- _EXTRAIT_:
* * * * * * * * *

La majorité a toujours raison... ou presque !
« La
démocratie, c’est deux loups et un agneau votant ce qu’il y aura au dîner. »(1)
Parce que la liberté n’est jamais un acquis, l’auteur de ces quelques pages restées célèbres nous rappelle avec justesse que si les démocraties modernes furent construites afin de promouvoir la liberté des individus citoyens, faut-il encore que ceux-ci ne se replient pas sur la défense de leurs intérêts particuliers et ne s’abstiennent pas de faire vivre cette citoyenneté au sein d’une démocratie à laquelle chacun doit s’efforcer de participer.
La volonté du plus grand
nombre doit-elle être imposée aux minorités ? La décision à la majorité
est-elle une condition essentielle de la démocratie ? La majorité a-t-elle
forcément raison et la minorité tort ? Les décisions prises à la majorité
sont-elles nécessairement légitimes ? Le principe majoritaire n’a-t-il pas
perverti les démocraties occidentales et particulièrement la Vème République ?
Selon le principe libéral fondamentale
selon lequel « chaque
être humain est libre d’agir comme il l’entend conformément à ses aspirations,
à sa situation et à ses capacités » c’est donc la règle d’unanimité qui devrait
s’imposer. Mais celle-ci étant trop rare, Locke en a déduit que seule la
majorité, exprimant le plus grand nombre de consentements, pouvait comprendre une
certaine force morale.

* * * * * * * * *

- _DONNÉES FOURNIES_:
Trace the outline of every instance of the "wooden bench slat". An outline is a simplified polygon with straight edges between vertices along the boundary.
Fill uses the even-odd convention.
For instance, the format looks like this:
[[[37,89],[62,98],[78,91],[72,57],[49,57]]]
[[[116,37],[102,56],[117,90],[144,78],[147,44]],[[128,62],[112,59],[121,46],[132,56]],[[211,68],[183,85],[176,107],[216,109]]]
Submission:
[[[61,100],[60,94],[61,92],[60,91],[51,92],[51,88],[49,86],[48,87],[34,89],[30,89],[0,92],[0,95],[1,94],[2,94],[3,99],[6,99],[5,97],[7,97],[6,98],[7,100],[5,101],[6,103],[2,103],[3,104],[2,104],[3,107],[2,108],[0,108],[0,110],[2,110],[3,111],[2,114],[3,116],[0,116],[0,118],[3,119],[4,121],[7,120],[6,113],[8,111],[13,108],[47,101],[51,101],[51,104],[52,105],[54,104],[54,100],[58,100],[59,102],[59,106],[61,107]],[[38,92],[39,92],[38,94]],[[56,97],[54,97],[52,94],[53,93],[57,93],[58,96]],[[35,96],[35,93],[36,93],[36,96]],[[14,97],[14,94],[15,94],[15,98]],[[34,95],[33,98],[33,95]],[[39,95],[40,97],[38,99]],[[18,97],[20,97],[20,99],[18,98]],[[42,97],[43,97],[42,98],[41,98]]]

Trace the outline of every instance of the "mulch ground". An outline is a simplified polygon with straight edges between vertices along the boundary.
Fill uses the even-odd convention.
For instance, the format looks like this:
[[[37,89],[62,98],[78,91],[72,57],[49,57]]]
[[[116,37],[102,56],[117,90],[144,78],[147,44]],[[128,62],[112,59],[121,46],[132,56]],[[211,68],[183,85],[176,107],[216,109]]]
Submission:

* * * * * * * * *

- _CONSIGNE ÉCRITE_:
Répondez aux questions suivantes à partir de l'extrait :
(a) D'après la citation qui ouvre l'extrait, qui vote ce qu'il y aura au dîner ?
(b) Quelle règle devrait s'imposer selon le principe libéral fondamental cité dans l'extrait ?
(c) Qu'est-ce que Locke a déduit, d'après l'extrait ?

- _RÉPONSE ÉCRITE_:
(a) Deux loups et un agneau.
(b) La règle d'unanimité.
(c) Que seule la majorité, exprimant le plus grand nombre de consentements, pouvait comprendre une certaine force morale.